(SUPPLIED MATERIAL begins)
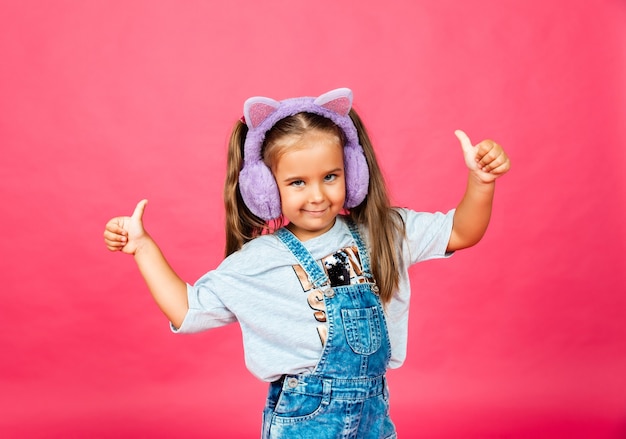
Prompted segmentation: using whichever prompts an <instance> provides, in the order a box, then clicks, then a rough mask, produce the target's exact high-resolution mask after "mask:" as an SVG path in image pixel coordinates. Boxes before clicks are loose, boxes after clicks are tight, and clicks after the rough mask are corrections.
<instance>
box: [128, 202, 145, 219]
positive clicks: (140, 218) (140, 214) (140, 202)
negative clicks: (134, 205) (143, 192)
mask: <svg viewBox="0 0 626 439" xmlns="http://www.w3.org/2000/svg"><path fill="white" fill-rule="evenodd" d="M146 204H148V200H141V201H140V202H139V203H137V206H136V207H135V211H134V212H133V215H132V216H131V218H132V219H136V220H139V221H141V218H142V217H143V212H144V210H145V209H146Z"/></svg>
(SUPPLIED MATERIAL ends)
(SUPPLIED MATERIAL begins)
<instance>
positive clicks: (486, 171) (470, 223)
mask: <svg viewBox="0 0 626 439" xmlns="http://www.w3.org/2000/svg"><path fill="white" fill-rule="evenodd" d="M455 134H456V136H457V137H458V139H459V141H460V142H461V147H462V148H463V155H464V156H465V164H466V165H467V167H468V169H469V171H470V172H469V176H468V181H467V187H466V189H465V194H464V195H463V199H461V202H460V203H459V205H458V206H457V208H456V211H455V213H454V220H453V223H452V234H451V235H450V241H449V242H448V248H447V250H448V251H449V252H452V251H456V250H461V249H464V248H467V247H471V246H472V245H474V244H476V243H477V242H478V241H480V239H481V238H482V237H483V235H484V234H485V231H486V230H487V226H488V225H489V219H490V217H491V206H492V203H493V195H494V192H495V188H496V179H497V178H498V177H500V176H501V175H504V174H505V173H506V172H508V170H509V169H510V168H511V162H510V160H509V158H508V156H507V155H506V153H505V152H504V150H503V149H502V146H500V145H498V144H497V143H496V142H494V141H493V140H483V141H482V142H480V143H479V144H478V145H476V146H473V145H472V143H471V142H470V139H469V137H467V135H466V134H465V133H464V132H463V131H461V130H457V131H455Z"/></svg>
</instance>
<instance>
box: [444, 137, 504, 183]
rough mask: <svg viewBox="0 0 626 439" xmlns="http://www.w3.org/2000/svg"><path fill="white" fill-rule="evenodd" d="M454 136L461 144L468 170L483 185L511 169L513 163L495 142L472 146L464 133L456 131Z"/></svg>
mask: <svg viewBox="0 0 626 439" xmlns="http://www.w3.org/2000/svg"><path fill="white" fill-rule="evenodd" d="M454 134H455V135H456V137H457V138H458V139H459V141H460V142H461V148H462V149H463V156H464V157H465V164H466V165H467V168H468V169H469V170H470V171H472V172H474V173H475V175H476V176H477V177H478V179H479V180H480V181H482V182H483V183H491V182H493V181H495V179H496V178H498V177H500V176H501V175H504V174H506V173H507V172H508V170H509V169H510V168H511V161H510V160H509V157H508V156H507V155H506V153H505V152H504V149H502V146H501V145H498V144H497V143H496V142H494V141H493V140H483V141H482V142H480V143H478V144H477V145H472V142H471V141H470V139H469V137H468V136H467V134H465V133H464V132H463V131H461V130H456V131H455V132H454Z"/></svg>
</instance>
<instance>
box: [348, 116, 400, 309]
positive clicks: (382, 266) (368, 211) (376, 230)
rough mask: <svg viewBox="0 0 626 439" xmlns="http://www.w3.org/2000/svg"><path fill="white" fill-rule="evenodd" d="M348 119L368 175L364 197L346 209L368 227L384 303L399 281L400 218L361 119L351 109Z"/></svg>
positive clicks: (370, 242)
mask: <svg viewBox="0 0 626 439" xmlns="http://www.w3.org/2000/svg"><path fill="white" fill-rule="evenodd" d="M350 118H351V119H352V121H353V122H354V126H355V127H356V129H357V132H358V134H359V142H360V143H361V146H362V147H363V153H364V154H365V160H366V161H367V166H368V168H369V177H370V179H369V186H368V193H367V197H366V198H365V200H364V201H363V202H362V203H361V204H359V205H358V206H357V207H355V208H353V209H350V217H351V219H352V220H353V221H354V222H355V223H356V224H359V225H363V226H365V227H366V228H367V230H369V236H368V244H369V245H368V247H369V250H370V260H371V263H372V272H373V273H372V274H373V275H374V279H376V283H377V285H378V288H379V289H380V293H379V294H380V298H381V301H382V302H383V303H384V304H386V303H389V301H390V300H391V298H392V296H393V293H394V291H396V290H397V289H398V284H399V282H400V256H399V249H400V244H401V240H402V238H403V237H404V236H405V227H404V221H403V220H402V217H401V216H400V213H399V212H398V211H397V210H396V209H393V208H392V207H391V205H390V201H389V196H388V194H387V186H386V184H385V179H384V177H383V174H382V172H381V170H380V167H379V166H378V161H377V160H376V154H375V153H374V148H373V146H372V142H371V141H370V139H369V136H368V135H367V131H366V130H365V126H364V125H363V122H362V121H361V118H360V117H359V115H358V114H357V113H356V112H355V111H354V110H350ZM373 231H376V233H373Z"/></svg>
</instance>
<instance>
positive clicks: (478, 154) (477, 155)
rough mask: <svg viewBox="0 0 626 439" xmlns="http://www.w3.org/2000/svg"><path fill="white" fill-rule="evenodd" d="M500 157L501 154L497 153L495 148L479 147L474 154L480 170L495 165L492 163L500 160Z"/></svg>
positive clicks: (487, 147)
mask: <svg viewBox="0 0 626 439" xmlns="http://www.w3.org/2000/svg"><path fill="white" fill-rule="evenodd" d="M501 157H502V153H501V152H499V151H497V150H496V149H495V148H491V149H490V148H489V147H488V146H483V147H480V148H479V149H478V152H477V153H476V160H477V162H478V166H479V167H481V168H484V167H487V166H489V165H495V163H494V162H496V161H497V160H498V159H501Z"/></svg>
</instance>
(SUPPLIED MATERIAL ends)
YOUR TASK
The entries above hold a line with "positive clicks: (486, 171) (470, 223)" and a later line with "box: [444, 137, 504, 183]". Write out exactly those lines and all lines between, nothing more.

WRITTEN RESPONSE
positive clicks: (486, 171) (470, 223)
mask: <svg viewBox="0 0 626 439" xmlns="http://www.w3.org/2000/svg"><path fill="white" fill-rule="evenodd" d="M455 134H456V136H457V137H458V139H459V141H460V142H461V147H462V148H463V155H464V156H465V164H466V165H467V167H468V169H469V171H470V172H469V176H468V181H467V187H466V189H465V194H464V195H463V199H461V202H460V203H459V205H458V206H457V208H456V211H455V213H454V220H453V223H452V234H451V235H450V241H449V242H448V248H447V250H448V251H449V252H452V251H456V250H461V249H464V248H467V247H471V246H472V245H474V244H476V243H477V242H478V241H480V239H481V238H482V237H483V235H484V234H485V231H486V230H487V226H488V225H489V219H490V217H491V206H492V203H493V195H494V192H495V188H496V179H497V178H498V177H500V176H501V175H504V174H505V173H506V172H508V170H509V169H510V168H511V162H510V160H509V158H508V156H507V155H506V153H505V152H504V150H503V149H502V146H500V145H498V144H497V143H496V142H494V141H493V140H483V141H482V142H480V143H479V144H478V145H476V146H473V145H472V143H471V142H470V139H469V137H467V135H466V134H465V133H464V132H463V131H461V130H457V131H455Z"/></svg>
</instance>
<instance>
box: [444, 137, 504, 183]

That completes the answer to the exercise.